**REQUIRED TASK:** Write the data out again exactly, with no pictures.

**Location identification entries:**
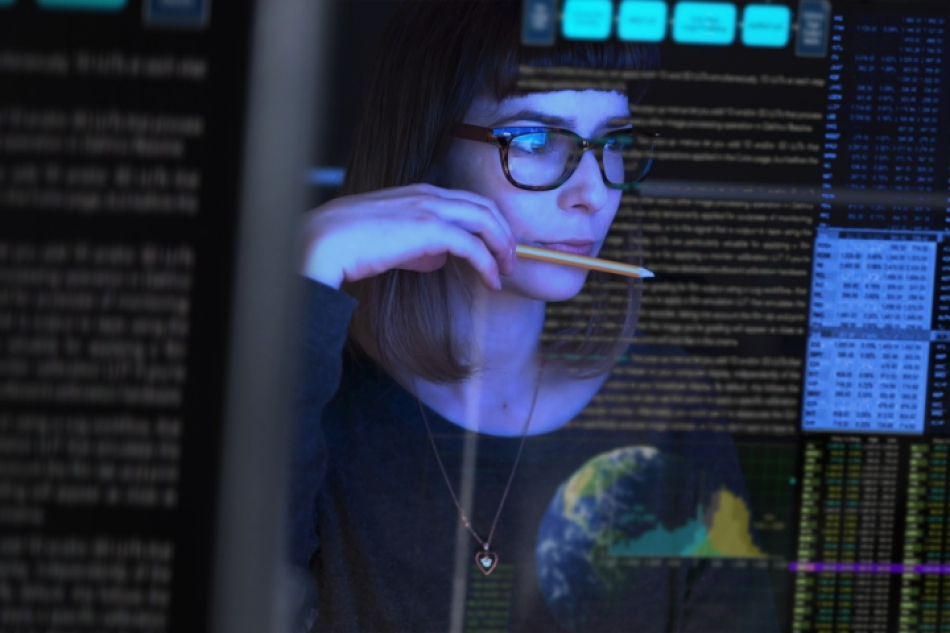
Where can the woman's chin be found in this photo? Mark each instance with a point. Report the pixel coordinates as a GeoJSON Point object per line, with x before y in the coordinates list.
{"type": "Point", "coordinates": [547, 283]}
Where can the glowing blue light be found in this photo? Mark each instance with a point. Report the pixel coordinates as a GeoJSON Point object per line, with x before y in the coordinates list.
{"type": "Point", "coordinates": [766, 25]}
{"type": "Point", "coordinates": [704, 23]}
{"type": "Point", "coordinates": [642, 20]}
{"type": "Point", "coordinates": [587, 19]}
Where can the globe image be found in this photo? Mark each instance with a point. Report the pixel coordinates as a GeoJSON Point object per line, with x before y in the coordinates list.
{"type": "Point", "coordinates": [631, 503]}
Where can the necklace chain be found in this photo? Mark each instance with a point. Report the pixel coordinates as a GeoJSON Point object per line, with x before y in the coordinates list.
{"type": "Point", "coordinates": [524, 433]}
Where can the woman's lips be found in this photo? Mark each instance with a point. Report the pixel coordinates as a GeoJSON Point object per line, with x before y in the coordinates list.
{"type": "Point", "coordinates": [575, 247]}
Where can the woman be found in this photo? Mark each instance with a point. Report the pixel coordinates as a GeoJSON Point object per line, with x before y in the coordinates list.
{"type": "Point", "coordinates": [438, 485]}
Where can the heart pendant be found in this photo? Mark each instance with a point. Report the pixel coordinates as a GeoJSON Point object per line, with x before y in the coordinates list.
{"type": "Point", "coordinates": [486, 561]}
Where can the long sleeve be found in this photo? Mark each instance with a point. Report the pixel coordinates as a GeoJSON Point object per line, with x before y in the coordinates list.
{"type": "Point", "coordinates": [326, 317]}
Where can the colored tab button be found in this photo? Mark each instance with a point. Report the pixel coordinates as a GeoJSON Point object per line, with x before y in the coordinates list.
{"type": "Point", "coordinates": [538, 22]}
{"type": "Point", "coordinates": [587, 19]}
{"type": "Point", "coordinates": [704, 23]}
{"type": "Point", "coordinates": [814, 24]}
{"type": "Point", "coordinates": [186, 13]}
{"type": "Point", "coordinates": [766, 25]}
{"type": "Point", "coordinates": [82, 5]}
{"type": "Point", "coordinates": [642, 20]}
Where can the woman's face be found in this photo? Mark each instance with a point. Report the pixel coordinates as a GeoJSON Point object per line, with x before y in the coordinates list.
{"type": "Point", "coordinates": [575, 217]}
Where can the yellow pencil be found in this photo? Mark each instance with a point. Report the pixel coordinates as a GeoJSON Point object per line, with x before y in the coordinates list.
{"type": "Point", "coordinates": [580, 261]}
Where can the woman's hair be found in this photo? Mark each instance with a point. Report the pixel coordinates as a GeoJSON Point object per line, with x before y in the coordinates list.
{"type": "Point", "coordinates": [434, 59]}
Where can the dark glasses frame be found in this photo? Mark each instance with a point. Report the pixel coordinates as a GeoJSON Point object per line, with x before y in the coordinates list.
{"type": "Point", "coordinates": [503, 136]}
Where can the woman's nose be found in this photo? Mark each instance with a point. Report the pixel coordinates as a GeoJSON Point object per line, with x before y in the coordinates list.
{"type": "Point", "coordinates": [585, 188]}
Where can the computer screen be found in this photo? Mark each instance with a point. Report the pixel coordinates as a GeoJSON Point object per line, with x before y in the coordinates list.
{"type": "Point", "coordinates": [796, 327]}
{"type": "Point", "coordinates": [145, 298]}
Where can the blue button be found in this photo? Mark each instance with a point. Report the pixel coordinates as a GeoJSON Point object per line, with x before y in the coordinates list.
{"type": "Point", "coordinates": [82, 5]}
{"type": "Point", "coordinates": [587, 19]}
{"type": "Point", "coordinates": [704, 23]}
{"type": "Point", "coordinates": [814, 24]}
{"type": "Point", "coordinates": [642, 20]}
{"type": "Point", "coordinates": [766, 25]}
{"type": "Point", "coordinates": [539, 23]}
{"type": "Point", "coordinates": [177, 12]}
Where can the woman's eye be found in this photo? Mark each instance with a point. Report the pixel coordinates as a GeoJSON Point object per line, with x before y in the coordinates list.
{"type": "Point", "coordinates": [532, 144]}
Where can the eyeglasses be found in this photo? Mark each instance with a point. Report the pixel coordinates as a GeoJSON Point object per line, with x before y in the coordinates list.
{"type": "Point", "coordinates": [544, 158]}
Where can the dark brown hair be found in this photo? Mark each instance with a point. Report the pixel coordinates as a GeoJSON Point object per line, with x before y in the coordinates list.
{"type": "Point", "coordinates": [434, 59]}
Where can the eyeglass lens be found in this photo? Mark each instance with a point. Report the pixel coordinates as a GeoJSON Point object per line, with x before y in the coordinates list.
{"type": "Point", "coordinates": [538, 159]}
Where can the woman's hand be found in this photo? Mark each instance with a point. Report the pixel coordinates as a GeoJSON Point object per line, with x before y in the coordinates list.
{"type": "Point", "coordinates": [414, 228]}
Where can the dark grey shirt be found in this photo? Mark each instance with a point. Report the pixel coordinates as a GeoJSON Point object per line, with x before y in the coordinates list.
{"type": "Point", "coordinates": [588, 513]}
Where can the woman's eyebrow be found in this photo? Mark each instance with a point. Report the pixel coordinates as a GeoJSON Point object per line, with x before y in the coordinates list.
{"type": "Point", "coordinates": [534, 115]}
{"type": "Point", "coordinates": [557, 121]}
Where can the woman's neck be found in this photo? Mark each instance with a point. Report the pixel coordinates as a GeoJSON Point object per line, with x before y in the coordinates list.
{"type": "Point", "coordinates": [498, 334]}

**ANSWER FOR THE TASK:**
Where can the woman's chin be found in this photo? Mark each instance with a point. Report the pixel coordinates as a GeoJSON Point object per line, with x before y in the coordinates list.
{"type": "Point", "coordinates": [547, 283]}
Where can the glowing blue light be found in this photo? Mark each instance with a point. Report the pixel coordinates as a GeoJSON Point object per line, with x before y in the coordinates list.
{"type": "Point", "coordinates": [766, 25]}
{"type": "Point", "coordinates": [704, 23]}
{"type": "Point", "coordinates": [642, 20]}
{"type": "Point", "coordinates": [587, 19]}
Where can the globe image be found in this photo? Mark each instance with a point. Report the pixel coordinates as a GeoJSON Point object per line, with x before y in the coordinates list.
{"type": "Point", "coordinates": [631, 503]}
Where can the necklace chain be found in this photo? Mark each instance with a point. Report the pixel coordinates as a GeoJSON Point object per line, with x before y in the coordinates list.
{"type": "Point", "coordinates": [524, 433]}
Where can the woman's lips be found in this photo? Mark each instance with a point. Report the pixel coordinates as a GeoJSON Point object per line, with x before y in the coordinates list.
{"type": "Point", "coordinates": [575, 247]}
Where can the woman be found in this photo? Mark each instance with a point. Report the pixel coordinates as a GeoJSON Point object per line, with x before y in the coordinates list.
{"type": "Point", "coordinates": [438, 485]}
Where can the heart pendant be found in this photo? Mark each instance with a point. Report the pixel coordinates as a GeoJSON Point object per line, with x before y in the coordinates list.
{"type": "Point", "coordinates": [486, 561]}
Where can the long sleeve be found in this photo? Mark each instance with a point. Report the pixel coordinates as a GeoJSON Point object per line, with x before y in the coordinates list.
{"type": "Point", "coordinates": [326, 317]}
Where can the colored tab button be found in this photo? Mark each instance with a point. Report the pixel coordinates as a GeoJSON Point object per line, with x before y in the coordinates list.
{"type": "Point", "coordinates": [538, 22]}
{"type": "Point", "coordinates": [587, 19]}
{"type": "Point", "coordinates": [704, 23]}
{"type": "Point", "coordinates": [814, 24]}
{"type": "Point", "coordinates": [186, 13]}
{"type": "Point", "coordinates": [766, 25]}
{"type": "Point", "coordinates": [82, 5]}
{"type": "Point", "coordinates": [642, 20]}
Where can the woman's face be found in this photo? Mark each instance with a point. Report the pixel coordinates as a GeoJSON Point object per line, with x before y in the coordinates list.
{"type": "Point", "coordinates": [575, 217]}
Where can the yellow pencil be found in this photo? Mark each instance with a point. Report the pixel coordinates as a GeoJSON Point object per line, with x before y in the coordinates list.
{"type": "Point", "coordinates": [580, 261]}
Where can the woman's hair be found in this photo? Mark each instance with a point. Report the pixel coordinates as a GeoJSON Point object per line, with x before y in the coordinates list.
{"type": "Point", "coordinates": [434, 59]}
Where can the dark glasses frame be found in this photo? Mark each instance with a point. Report the pixel coordinates as a GeoJSON Point object per line, with x before y in the coordinates list.
{"type": "Point", "coordinates": [503, 136]}
Where can the woman's nose be found in this photo? Mark each instance with a point. Report the pixel coordinates as a GeoJSON Point object per line, with x before y in the coordinates list.
{"type": "Point", "coordinates": [585, 188]}
Where can the computer screen be found in this photo? Mark each instance with a point. Report the pixel coordinates as a GeoJSON Point object per line, with x before y in the coordinates list.
{"type": "Point", "coordinates": [796, 327]}
{"type": "Point", "coordinates": [145, 298]}
Where can the blue button be found in this photo? Mark each instance with a point. Report the pixel coordinates as a GeoJSON Point object per line, with x before y in the coordinates list.
{"type": "Point", "coordinates": [82, 5]}
{"type": "Point", "coordinates": [587, 19]}
{"type": "Point", "coordinates": [704, 23]}
{"type": "Point", "coordinates": [814, 24]}
{"type": "Point", "coordinates": [642, 20]}
{"type": "Point", "coordinates": [766, 25]}
{"type": "Point", "coordinates": [539, 23]}
{"type": "Point", "coordinates": [177, 12]}
Where can the woman's eye be found in this photo? Mark each instance with a point. Report the pixel coordinates as a GeoJSON Point object per line, with x before y in the coordinates list.
{"type": "Point", "coordinates": [532, 144]}
Where can the eyeglasses be found in this photo? Mark each instance with a point. Report the pixel coordinates as a GeoJSON Point object per line, with x before y in the coordinates list.
{"type": "Point", "coordinates": [544, 158]}
Where can the dark brown hair be found in this photo? Mark each instance with a point. Report the pixel coordinates as a GeoJSON Point object per line, with x before y in the coordinates list.
{"type": "Point", "coordinates": [434, 59]}
Where can the eyeglass lens be found in this photo? Mark each instance with a point. Report the pixel coordinates as a GeoJSON Point object per line, with x before y in the coordinates list.
{"type": "Point", "coordinates": [538, 159]}
Where can the woman's hand be found in this photo? Mark each instance with a point. Report the pixel coordinates as a GeoJSON Point object per line, with x before y in the coordinates list.
{"type": "Point", "coordinates": [414, 228]}
Where can the dark grey shirt be found in this photo? Mark each instance with a point. Report the pixel coordinates as a GeoJSON Point object per line, with x before y in the coordinates list.
{"type": "Point", "coordinates": [588, 513]}
Where can the woman's eyebrow be found in this photo? Mark each instance with a point. Report the pixel coordinates as a GeoJSON Point object per line, with x before y in the coordinates list.
{"type": "Point", "coordinates": [534, 115]}
{"type": "Point", "coordinates": [557, 121]}
Where can the woman's neck be found in this photo? Mark each instance with a point. Report the pixel coordinates as a GeoJSON Point object per line, with x before y in the coordinates list.
{"type": "Point", "coordinates": [498, 334]}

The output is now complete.